● Source passage:
------------------------------------------------------------------------

Northern Iowa's 59-52 loss to Michigan State Friday night was the final result that sent home a non-major long-shot for the Final Four. (Sorry, Butler, but you proudly don't factor into this equation.)

The Panthers failed to reach the Elite Eight, primarily, because they didn't make a field goal in the final 10 minutes of the second half. Credit that to Michigan State if you will (and Northern Iowa did many times after the game), but when a team can't put the ball in the hoop for 10 minutes, that's as much about them as it is the opponent.

The magic that existed in UNI's game against Kansas? Gone.

The killer instinct that allowed the Panthers to hold back the top overall seed in the tournament? It never arrived.

Tom Izzo's going back to another Elite Eight, and that's a great story we'll get to here at The Dagger later on. What we want to know is why didn't at least one of the three Cinderella teams (and you could throw in Xavier if you really wanted to) manage to stay alive for at least one more day.

There is no grand or common theme running through these games that can be pointed to as The Definitive Reason for a loss.

The obvious reason people will point to: talent disparity. We agree with that notion; that these larger schools recruit better talent and often times that talent wins out. With three or four days to prepare, John Calipari, Scott Drew and Tom Izzo scouted their upset-minded opponents quite well. They had the better players, so they won.

It's why we cherish the upsets, because these kind of results are the norm. They happen the majority of the time. When a lower-seeded team reaches the Elite Eight, it's usually a Tennessee or a Michigan State; a BCS school.

Individually, here are some reasons and quotes why we were withheld from a George Mason situation this weekend.

------------------------------------------------------------------------

● Material shown:
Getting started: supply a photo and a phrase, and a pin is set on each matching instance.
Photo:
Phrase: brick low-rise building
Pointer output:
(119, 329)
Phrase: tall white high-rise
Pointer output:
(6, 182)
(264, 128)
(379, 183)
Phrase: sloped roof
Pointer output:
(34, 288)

------------------------------------------------------------------------

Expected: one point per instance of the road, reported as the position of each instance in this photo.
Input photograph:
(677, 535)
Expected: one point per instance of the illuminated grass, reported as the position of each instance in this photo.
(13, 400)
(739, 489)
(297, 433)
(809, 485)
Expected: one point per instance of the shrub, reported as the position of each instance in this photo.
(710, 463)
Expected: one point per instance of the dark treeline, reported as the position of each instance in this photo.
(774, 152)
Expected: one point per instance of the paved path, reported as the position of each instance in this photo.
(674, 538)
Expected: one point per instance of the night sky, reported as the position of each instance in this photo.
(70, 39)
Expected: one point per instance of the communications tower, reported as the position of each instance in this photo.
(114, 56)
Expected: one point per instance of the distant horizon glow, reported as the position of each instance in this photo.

------------------------------------------------------------------------

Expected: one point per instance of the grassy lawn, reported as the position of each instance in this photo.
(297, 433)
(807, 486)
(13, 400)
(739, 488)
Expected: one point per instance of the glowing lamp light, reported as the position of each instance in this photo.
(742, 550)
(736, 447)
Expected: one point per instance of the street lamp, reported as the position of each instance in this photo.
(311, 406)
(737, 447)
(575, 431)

------------------------------------------------------------------------

● Tasks and exercises:
(A) Translate this sentence from the tournament passage into Spanish: "They had the better players, so they won."
(B) In the tournament passage, rewrite the part that begins at "It's why we" and stops after "a BCS school.", substituting "most of the time" for "the majority of the time".
These records are drawn from a different source than the text.

● Results for the exercise:
(A) Tenían mejores jugadores, así que ganaron.

(B)
It's why we cherish the upsets, because these kind of results are the norm. They happen most of the time. When a lower-seeded team reaches the Elite Eight, it's usually a Tennessee or a Michigan State; a BCS school.